§ WORK ORDER: The entries should be restated word for word.

§ DATA EXTRACTS:

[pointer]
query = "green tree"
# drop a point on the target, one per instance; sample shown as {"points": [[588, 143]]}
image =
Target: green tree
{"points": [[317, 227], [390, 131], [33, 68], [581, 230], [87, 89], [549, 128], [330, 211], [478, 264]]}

§ WRITTEN ANSWER:
[pointer]
query = "green tree"
# drop a point on the target, one per instance; sample shown as {"points": [[588, 143]]}
image =
Target: green tree
{"points": [[317, 227], [390, 131], [33, 68], [581, 230], [87, 89], [549, 128], [330, 211], [478, 264]]}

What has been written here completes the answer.